(Work request):
Check every line in the listing below for "mark". Copy the ones where it occurs.
%%
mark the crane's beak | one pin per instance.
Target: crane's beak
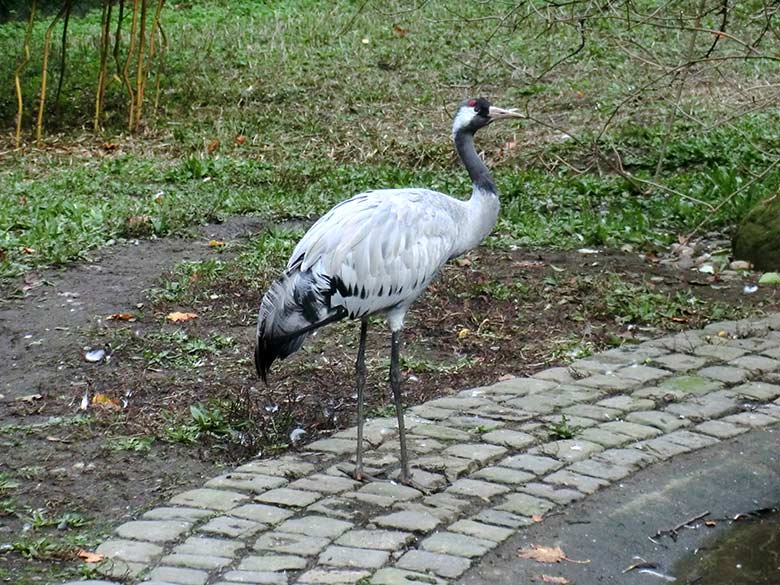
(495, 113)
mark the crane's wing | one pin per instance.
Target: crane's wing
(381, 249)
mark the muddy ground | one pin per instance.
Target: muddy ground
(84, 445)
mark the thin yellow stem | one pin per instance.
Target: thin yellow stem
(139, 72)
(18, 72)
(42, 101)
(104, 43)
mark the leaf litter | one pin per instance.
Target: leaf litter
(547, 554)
%%
%%
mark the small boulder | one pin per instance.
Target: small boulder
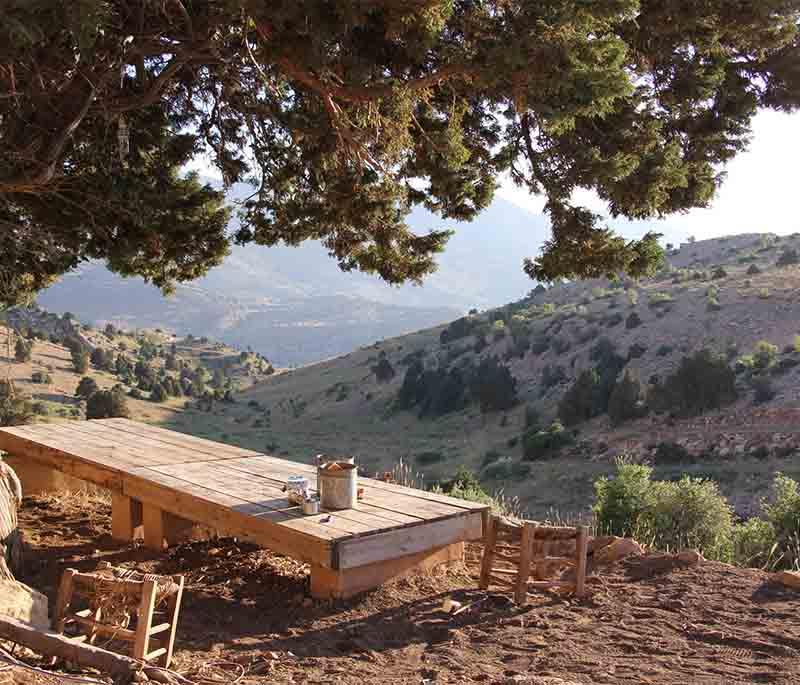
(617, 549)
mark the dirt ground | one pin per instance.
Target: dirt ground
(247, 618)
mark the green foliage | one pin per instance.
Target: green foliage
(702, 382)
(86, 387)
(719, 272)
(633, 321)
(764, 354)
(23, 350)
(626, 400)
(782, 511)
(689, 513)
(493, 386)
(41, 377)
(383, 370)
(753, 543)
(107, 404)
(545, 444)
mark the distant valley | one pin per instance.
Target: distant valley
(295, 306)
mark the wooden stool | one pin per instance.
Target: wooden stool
%%
(Reply to the exercise):
mark the crane's beak | one pin per instance.
mark the crane's wing | one pin per instance.
mark the muddy ground | one pin per instance.
mark the thin yellow stem | one pin per instance.
mark the leaf litter | one pin per instance.
mark the small boulder | one pin per instance.
mark the dirt ground | one pin per instance.
mark the green foliage | one pin per instance.
mark the distant valley | one pin per instance.
mark the wooden stool | one pin per instance.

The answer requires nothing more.